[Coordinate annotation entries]
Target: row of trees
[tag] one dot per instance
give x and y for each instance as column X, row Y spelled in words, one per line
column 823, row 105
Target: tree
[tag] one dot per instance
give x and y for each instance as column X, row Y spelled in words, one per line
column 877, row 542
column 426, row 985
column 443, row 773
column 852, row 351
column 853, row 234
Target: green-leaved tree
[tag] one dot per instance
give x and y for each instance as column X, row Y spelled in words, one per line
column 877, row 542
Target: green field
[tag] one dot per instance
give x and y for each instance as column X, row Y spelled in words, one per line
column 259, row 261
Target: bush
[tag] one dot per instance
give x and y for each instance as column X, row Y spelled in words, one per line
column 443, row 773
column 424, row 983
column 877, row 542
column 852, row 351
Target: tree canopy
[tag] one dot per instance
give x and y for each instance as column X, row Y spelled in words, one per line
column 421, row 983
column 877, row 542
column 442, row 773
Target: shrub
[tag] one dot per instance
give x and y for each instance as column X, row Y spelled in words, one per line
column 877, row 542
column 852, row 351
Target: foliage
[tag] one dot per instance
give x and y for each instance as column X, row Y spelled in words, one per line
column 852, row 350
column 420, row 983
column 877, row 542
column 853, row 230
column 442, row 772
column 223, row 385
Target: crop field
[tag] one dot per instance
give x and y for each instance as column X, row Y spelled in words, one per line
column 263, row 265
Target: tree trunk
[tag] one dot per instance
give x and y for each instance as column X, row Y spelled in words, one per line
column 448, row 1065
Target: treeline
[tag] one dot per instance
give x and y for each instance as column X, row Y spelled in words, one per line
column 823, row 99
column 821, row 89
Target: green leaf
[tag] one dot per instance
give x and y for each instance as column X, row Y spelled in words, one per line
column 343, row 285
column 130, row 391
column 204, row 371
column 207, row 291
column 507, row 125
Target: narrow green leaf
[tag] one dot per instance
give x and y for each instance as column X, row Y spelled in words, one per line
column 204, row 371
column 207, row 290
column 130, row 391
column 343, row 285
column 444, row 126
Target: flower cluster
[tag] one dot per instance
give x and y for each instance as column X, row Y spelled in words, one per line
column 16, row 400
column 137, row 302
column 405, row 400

WHAT YOU SHOULD DO.
Duplicate the lines above word for word, starting at the line containing "Target: foliage" and ending at the line containing "column 448, row 1065".

EXERCISE RESPONSE.
Target: foliage
[tag] one dot per instance
give x and y for each instance as column X, row Y spelled in words, one per line
column 852, row 350
column 420, row 983
column 877, row 542
column 853, row 230
column 442, row 772
column 223, row 385
Target: crop field
[tag] one dot per instance
give x and y for each instance as column X, row Y spelled in words, one per line
column 263, row 265
Target: tree trunk
[tag] one dot per instance
give x and y for each instance as column X, row Y spelled in words, one per line
column 448, row 1065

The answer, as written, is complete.